[Required work]: Repeat the material verbatim and drop the pictures.

[Source material]:
※
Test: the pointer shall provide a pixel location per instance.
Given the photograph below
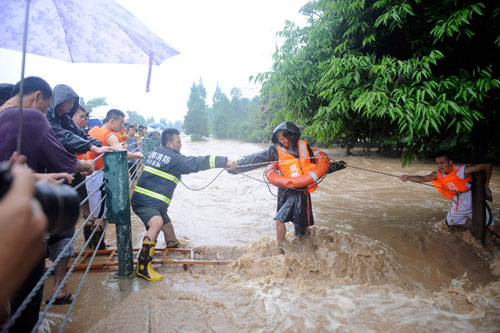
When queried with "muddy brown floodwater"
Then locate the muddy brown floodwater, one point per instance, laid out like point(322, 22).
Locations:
point(380, 258)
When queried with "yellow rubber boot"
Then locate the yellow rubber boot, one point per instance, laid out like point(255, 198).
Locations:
point(144, 268)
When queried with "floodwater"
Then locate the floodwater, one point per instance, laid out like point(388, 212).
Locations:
point(380, 258)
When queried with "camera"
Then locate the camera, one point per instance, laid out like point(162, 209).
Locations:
point(60, 203)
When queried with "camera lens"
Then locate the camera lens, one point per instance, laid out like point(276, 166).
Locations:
point(60, 203)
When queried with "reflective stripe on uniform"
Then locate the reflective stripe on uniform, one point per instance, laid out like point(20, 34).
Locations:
point(152, 194)
point(161, 174)
point(302, 149)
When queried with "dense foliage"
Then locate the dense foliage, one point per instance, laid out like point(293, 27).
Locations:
point(420, 75)
point(196, 119)
point(238, 118)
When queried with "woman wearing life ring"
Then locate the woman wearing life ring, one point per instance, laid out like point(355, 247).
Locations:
point(295, 158)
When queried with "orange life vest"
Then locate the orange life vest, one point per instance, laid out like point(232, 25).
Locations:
point(291, 166)
point(451, 182)
point(122, 136)
point(101, 134)
point(82, 156)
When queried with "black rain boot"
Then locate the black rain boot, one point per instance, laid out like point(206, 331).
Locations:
point(144, 267)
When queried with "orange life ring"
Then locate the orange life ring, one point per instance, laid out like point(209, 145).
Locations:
point(308, 179)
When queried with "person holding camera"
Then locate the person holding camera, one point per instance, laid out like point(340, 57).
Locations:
point(65, 103)
point(22, 230)
point(44, 154)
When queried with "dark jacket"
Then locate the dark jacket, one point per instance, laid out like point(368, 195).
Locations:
point(163, 170)
point(74, 139)
point(294, 206)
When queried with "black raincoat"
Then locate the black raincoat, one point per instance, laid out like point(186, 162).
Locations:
point(74, 139)
point(293, 205)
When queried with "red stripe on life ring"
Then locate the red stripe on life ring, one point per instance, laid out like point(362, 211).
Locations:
point(306, 180)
※
[Solution]:
Test: the pointer shall provide a pixel location per instance.
Given the photograph below
When queried with "muddy brown floodwater"
Then locate the muddy brown floodwater, one point per instance, laid out like point(322, 22).
Locations:
point(380, 258)
When queried with "yellow rubber boot"
Then locate the yellow rubber boot, one point per instance, laid out like point(255, 198).
Locations:
point(144, 268)
When queried with "floodwater"
Then locate the floodwater, one point per instance, laid out like point(388, 212).
Locations:
point(380, 258)
When queried with "camera"
Then locate the camera, one point per instance, laid out like point(162, 209).
Locations:
point(60, 203)
When queried with "camera lens"
Then locate the camera lens, one point per instance, laid out like point(276, 166).
Locations:
point(60, 203)
When queried with "reflective stripe on uniform"
Then locate the reflective stripe on uniform, one point per instance, laid out like point(20, 34).
Locations:
point(152, 194)
point(161, 174)
point(302, 149)
When queried with "dense foliage"
Then locate the dense foliage, one point per instance, laid out like point(293, 27).
Locations:
point(420, 75)
point(196, 119)
point(238, 118)
When queried with "woman wearing life ring"
Then locate the woman wearing life ring, one point per instance, laid out like point(355, 247).
Locations:
point(295, 158)
When queried with "orange life vest"
Then locate the orange life vest, one point per instance, laid out like point(232, 25).
Locations:
point(291, 166)
point(451, 182)
point(122, 136)
point(101, 134)
point(82, 156)
When queried with "black rain boot"
Then locate the black rain boot, one point per instance, laid out like point(206, 331).
Locations:
point(144, 267)
When queried with "orange life ring"
Then locate the orange life ring, one point per instance, laid out like point(209, 145).
Locations:
point(308, 179)
When queried with "person holding camera"
Then locate the person holding camera, one point per instance, laid out like point(340, 57).
Locations:
point(65, 103)
point(22, 230)
point(44, 154)
When queried with "dark jacket"
Then locate the dark jacket, one point per instance, laid out like point(368, 195).
Locations:
point(163, 170)
point(74, 139)
point(294, 206)
When queried with "black raincoat"
Then locate the black raincoat, one point per instance, laid out like point(186, 162).
Locations:
point(74, 139)
point(293, 205)
When queried with "red stripe on life ring"
Then locate the red stripe on life ring, one point per instance, laid out like point(362, 211).
Locations:
point(306, 180)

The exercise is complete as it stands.